» **EXERCISE DETAILS**
Answer these questions about the worked solution below:
1. What expression does the worked solution give for dy/dx?
2. What expression does it give for the second derivative?
3. According to the note at the end, what should be checked at each of the stationary points?

» **EXTRACT**
**********

Step 1; Apply the deviation on both both sides

\frac{dy}{dx} = \frac{dy}{dx} (x^4 - 8x^2 + 3)

Step 2: Differentiate the given equation

\frac{dy}{dx} = 4x^3 - 16x

4x^3 - 16x = 0

Step 3: Solve the equation of unknown values

$4x[(x^2) - 4] = 0$

x^2 = 4

x=\pm2

Step 2: Calculate the second derivative of the function

\frac{d^2y}{dx^2} = \frac{d^2y}{dx^2}(4x^3 - 16x)

\frac{d^2y}{dx^2} = 12x^2 - 16

Step 3: Determining the nature of stationary points.

NOTE;  Use your values of x if necessary to check the sign of the second derivative at each of the stationary points.

**********

» **DATA**

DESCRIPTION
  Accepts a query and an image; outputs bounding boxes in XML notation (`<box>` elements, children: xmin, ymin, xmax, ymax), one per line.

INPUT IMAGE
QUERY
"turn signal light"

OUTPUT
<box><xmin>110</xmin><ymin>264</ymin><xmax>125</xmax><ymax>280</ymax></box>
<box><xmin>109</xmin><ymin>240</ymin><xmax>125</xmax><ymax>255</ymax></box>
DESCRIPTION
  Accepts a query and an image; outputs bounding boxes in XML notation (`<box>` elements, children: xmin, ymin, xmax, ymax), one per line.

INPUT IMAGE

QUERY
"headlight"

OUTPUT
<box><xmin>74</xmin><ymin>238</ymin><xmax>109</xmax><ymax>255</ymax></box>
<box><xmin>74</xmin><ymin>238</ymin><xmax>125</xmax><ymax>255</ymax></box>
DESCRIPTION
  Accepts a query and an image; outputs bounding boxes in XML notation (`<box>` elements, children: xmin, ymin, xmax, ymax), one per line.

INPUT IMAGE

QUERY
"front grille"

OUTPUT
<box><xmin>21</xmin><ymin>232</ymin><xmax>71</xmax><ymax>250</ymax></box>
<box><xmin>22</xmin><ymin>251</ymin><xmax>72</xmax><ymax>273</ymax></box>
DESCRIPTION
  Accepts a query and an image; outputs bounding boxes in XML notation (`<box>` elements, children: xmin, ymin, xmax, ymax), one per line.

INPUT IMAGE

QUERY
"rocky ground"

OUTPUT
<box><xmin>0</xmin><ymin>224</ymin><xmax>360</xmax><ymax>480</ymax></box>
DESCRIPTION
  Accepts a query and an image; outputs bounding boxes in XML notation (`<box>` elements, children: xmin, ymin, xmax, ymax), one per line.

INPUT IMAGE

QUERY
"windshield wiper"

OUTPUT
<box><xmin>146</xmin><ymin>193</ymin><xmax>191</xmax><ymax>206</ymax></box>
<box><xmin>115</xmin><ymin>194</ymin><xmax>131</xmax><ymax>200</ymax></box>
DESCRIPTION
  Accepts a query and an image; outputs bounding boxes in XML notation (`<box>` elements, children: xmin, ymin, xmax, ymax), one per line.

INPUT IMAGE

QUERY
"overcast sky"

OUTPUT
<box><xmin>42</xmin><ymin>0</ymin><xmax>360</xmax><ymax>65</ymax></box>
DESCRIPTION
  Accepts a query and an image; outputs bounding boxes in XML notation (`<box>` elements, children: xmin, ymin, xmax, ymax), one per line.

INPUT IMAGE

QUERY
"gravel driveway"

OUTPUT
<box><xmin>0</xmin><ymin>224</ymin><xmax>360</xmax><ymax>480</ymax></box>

**********

» **RESULT OF THE EXERCISE**
1. 4x^3 - 16x
2. 12x^2 - 16
3. The sign of the second derivative.